START ENTRIES

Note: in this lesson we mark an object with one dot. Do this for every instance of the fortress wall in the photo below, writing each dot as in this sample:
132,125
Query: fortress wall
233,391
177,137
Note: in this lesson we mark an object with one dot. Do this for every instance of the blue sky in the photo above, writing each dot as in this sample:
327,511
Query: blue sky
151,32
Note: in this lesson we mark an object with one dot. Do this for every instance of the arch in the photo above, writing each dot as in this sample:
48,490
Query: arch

END ENTRIES

#### [BRIEF]
Rewrite all the records above, substituting "exercise" for "lesson" and leaving everything else unchanged.

#### [CORRECT RESULT]
Note: in this exercise we mark an object with one dot. Do this for every instance of the fortress wall in the photo below, writing each dot as in this sample:
132,125
Query: fortress wall
233,391
177,137
Note: in this exercise we mark an object with one dot. Do this for every instance of the blue sky in the photo above, writing each dot as in this sample:
327,511
Query: blue sky
151,32
Note: in this exercise we mark an object with one dot. Do this for every instance of the arch in the photo above, writing each dot as in this sample:
48,490
Query: arch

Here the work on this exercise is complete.